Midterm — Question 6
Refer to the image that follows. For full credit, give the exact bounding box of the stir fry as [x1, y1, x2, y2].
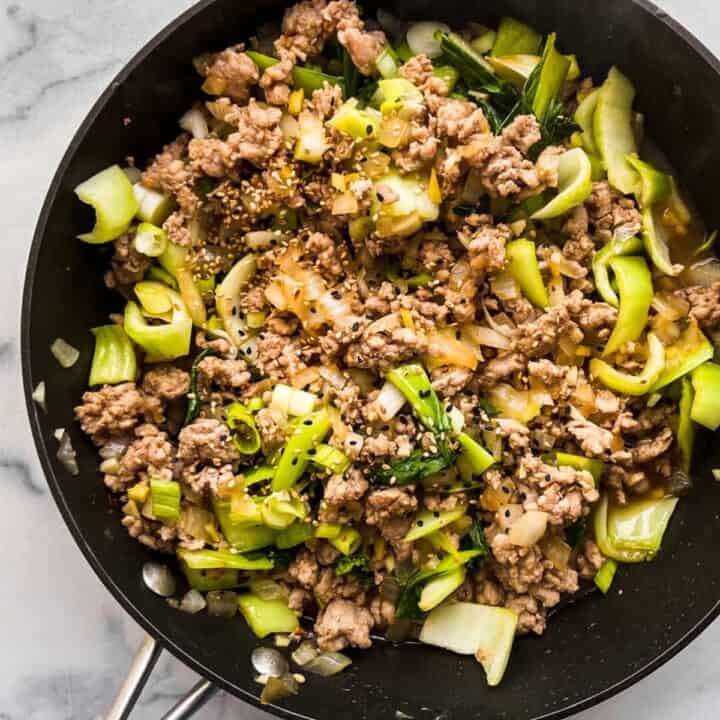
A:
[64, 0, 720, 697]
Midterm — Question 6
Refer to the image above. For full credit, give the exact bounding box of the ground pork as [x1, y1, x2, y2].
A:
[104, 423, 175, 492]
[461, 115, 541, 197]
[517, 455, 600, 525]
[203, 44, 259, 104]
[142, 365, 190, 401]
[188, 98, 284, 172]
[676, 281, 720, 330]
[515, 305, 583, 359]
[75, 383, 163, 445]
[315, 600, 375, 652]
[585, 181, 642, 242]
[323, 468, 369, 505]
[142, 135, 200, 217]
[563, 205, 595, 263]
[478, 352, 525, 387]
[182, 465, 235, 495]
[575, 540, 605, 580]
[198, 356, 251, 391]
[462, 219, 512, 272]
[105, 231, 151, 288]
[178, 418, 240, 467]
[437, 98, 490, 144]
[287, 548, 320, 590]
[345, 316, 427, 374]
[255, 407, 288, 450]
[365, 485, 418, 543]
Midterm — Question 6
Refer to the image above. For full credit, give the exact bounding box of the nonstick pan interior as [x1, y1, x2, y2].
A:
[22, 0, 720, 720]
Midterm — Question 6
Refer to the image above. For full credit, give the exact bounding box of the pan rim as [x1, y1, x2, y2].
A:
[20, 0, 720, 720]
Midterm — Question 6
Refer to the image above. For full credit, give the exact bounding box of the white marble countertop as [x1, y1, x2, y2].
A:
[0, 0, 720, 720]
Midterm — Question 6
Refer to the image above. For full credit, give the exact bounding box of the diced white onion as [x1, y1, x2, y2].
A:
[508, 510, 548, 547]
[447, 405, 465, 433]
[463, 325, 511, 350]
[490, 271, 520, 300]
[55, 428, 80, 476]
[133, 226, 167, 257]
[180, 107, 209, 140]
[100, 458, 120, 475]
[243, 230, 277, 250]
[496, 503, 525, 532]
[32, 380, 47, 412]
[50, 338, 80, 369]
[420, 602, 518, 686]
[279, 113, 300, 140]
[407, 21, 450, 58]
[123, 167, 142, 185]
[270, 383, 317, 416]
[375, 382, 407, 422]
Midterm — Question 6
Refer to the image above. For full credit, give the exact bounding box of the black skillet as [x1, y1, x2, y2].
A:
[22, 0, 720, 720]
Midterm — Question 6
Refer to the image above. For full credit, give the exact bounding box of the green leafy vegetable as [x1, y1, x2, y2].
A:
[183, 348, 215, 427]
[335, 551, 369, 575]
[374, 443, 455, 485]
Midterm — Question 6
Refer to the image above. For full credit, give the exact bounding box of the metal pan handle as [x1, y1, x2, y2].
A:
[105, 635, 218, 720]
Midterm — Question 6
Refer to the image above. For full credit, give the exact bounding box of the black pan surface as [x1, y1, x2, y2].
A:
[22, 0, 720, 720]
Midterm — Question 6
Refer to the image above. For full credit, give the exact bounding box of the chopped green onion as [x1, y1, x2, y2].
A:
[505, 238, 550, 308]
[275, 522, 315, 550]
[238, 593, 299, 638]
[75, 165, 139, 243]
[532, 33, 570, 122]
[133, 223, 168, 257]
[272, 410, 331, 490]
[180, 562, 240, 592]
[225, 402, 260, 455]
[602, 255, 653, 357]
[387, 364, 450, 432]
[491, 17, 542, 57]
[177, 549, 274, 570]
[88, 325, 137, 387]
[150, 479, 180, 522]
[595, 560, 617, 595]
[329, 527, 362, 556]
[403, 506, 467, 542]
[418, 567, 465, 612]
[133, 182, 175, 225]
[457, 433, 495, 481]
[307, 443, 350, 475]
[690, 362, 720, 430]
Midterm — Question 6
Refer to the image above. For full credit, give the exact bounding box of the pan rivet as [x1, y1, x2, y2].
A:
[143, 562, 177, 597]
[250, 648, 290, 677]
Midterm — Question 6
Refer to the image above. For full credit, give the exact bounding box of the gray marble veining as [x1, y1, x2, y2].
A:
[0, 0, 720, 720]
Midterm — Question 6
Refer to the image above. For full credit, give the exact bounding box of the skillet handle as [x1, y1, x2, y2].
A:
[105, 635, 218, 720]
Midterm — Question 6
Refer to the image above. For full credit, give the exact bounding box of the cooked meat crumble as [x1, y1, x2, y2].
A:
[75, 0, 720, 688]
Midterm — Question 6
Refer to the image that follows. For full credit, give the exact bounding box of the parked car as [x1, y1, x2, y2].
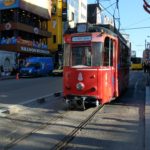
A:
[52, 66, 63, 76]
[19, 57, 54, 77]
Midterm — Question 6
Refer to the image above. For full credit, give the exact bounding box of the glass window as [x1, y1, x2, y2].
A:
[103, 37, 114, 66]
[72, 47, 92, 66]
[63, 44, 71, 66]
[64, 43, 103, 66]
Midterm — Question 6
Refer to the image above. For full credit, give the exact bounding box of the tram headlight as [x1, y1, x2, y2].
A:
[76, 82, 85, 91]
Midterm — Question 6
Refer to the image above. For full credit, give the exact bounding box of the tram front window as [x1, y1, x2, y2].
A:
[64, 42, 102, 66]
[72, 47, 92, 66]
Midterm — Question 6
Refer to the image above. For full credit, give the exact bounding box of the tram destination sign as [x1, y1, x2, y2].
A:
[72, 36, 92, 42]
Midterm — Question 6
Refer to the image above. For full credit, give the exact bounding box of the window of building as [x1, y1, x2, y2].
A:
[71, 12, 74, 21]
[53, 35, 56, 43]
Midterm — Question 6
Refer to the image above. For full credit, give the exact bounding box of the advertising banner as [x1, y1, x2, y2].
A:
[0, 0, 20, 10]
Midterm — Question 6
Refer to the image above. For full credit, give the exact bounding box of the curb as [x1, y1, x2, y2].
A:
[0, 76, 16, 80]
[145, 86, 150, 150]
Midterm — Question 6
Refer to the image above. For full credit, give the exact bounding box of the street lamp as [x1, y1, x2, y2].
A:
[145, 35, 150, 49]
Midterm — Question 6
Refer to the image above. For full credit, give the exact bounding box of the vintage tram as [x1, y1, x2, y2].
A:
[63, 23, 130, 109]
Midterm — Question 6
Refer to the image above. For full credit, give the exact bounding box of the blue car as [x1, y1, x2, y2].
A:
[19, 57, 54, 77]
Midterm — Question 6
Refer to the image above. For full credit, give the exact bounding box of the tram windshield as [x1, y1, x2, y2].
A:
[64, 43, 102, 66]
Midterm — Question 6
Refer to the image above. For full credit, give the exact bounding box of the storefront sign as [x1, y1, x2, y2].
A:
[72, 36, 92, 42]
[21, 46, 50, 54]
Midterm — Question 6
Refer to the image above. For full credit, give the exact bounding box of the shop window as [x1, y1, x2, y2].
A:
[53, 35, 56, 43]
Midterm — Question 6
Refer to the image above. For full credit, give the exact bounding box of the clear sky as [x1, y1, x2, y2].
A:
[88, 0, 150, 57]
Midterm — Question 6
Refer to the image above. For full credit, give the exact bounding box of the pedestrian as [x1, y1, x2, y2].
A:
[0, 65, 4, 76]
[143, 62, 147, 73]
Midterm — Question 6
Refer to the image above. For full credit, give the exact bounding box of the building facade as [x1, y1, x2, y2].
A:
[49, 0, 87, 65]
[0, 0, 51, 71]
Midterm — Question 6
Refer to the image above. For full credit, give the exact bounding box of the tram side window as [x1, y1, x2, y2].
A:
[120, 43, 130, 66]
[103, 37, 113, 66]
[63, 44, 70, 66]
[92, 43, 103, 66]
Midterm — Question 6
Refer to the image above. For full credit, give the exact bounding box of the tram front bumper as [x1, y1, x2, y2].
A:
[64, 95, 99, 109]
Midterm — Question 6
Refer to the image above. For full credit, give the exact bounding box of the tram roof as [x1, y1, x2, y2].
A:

• [WHAT IS REQUIRED]:
Format everything from the start of the records above down to the line containing "[64, 0, 720, 697]", inclusive, as a numbered list. Omit blank lines and leave out the pictures.

• [RESULT FOR THIS TASK]:
1. Midterm — Question 6
2. Refer to the image that follows. For full credit, give the exact bounding box of the stir fry as [x1, y1, x2, y2].
3. A:
4. [64, 0, 720, 697]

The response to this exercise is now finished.